## Set task
Gather every line of the records below that contains the word "yellow". Case counts.

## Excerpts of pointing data
------------------------------------------------

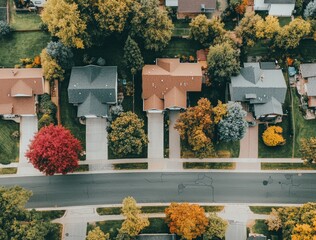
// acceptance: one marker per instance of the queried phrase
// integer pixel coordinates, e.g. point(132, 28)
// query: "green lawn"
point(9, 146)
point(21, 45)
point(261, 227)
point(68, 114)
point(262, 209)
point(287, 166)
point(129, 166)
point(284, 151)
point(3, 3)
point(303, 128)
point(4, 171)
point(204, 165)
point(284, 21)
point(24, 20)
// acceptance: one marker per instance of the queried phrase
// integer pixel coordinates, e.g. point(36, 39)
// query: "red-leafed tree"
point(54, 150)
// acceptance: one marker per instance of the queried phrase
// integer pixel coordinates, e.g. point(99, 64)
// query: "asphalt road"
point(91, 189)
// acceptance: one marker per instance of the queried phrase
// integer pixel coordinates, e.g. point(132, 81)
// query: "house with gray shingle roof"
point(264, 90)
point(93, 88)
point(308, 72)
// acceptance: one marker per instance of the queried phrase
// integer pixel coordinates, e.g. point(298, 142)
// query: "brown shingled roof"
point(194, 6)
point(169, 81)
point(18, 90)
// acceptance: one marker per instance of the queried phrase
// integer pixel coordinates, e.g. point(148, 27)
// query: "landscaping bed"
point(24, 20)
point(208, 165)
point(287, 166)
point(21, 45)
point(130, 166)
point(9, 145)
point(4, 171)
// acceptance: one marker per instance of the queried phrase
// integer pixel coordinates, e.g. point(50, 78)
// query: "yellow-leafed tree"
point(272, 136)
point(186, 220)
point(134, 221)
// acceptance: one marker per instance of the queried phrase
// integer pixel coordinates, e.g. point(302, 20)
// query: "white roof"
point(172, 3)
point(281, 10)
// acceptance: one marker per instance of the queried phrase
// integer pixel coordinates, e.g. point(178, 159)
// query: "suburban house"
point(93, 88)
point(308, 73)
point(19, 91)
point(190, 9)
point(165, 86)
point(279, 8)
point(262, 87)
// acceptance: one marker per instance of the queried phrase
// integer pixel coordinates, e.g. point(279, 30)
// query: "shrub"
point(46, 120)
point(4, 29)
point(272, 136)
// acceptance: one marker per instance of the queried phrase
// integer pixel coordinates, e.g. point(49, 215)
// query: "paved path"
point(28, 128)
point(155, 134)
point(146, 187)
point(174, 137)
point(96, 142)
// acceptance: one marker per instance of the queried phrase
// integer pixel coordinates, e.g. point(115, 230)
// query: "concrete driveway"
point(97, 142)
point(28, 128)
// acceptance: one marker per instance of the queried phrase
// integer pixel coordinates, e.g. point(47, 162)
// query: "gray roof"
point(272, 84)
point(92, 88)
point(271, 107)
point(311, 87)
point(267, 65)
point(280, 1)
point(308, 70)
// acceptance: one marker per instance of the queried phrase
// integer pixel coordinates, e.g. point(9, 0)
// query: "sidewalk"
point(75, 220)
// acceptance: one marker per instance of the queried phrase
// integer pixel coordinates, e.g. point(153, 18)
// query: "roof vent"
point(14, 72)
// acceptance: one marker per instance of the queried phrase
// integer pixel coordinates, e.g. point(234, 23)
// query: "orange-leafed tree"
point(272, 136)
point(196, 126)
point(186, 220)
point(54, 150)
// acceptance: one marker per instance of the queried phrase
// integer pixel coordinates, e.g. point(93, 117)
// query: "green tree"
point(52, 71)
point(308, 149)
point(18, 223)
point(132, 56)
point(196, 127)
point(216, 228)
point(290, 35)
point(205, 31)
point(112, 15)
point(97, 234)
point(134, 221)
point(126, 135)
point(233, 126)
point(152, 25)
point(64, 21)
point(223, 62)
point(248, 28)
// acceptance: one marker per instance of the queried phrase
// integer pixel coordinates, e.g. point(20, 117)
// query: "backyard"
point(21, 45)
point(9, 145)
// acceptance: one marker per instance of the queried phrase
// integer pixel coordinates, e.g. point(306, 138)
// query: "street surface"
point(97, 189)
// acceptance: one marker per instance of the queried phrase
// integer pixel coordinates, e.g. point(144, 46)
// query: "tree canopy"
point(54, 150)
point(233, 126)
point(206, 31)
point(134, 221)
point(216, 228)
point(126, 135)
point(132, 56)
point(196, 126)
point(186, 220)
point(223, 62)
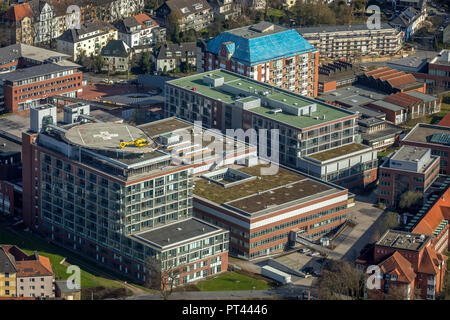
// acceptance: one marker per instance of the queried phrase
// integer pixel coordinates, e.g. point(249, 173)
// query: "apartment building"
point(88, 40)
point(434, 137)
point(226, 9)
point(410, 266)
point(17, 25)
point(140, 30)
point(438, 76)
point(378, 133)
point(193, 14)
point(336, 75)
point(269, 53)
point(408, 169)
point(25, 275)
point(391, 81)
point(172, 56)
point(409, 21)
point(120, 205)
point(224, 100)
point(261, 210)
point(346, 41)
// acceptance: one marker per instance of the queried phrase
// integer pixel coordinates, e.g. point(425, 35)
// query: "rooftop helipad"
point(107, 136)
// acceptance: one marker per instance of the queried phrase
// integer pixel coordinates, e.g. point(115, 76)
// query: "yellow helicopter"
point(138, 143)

------------------------------------------------

## The output
// query: "yellow-leafed tree"
// query: "yellow helicopter"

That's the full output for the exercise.